▶ **Stated problem**: Render the lines below as a numbered list, leaving out any blank lines.

▶ **Data for processing**:
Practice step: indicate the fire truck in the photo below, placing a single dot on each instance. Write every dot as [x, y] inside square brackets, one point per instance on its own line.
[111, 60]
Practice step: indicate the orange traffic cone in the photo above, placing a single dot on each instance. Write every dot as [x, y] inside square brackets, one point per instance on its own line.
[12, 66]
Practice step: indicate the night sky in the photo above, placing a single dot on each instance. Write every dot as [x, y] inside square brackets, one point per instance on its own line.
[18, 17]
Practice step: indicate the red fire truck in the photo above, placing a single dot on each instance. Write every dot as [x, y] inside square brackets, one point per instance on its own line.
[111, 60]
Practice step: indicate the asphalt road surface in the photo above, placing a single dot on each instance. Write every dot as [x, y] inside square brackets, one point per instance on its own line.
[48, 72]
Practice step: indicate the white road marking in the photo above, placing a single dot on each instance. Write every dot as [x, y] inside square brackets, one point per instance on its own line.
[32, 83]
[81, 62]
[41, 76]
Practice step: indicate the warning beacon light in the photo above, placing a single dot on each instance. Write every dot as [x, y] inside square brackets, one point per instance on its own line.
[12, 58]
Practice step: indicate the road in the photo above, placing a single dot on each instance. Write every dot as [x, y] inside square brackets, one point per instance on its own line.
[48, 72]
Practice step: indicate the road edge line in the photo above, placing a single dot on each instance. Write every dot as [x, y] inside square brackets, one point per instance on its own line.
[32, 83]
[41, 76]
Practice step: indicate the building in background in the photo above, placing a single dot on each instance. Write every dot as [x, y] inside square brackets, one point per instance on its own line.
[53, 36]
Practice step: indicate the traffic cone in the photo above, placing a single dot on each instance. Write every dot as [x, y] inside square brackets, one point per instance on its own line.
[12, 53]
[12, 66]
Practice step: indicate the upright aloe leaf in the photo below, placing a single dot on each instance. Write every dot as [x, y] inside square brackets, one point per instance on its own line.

▶ **Exercise solution**:
1. Practice step: indicate the fire truck in the photo below, placing a single dot on each instance. Write every dot as [x, y] inside square brackets, one point per instance on its own line.
2. [111, 60]
3. Practice step: indicate the orange traffic cone in the photo above, placing a single dot on each instance. Write every dot as [x, y] inside square brackets, one point per instance on its own line.
4. [12, 66]
5. Practice step: indicate the night sky in the photo above, placing a single dot on each instance. Write every dot as [x, y] inside square brackets, one point per instance on its own line.
6. [18, 17]
7. Practice step: indicate the red fire truck in the photo above, placing a single dot on each instance. Write every dot as [x, y] inside square brackets, one point per instance on its own line.
8. [111, 60]
9. Practice step: indicate the asphalt road surface in the photo above, placing a single dot on each instance. Write every dot as [x, y] inside square brackets, one point per instance on its own line.
10. [48, 72]
11. Practice step: indicate the white road marking in the photo above, placing a single dot on each instance. Write every dot as [x, y] inside square brackets, one point per instance on its own line.
12. [32, 83]
13. [81, 62]
14. [41, 76]
15. Practice step: indicate the warning beacon light in the photo above, placing a single dot on each instance. Write every dot as [x, y] inside square brackets, one point per instance on its own line.
16. [12, 58]
17. Practice step: indicate the road in the photo above, placing a single dot on each instance. Write every dot as [x, y] inside square brackets, one point per instance on its own line.
18. [48, 72]
19. Practice step: indicate the road edge line in the photo above, placing a single dot on each instance. Write every dot as [x, y] inside square brackets, one point per instance on its own line.
20. [32, 83]
21. [41, 76]
22. Practice step: indicate the building in background in the photo above, placing a single dot on each instance. Write every dot as [x, y] inside square brackets, one point per instance on its own line.
23. [53, 36]
24. Practice step: indicate the traffic cone in the photo above, placing a single dot on each instance. Write every dot as [x, y] inside square brackets, one point per instance on its own line.
25. [12, 53]
26. [12, 66]
27. Practice step: indicate the upright aloe leaf in the photo below, placing a single dot on each instance. Write every dot as [x, y] inside square brackets, one point per instance on its own line.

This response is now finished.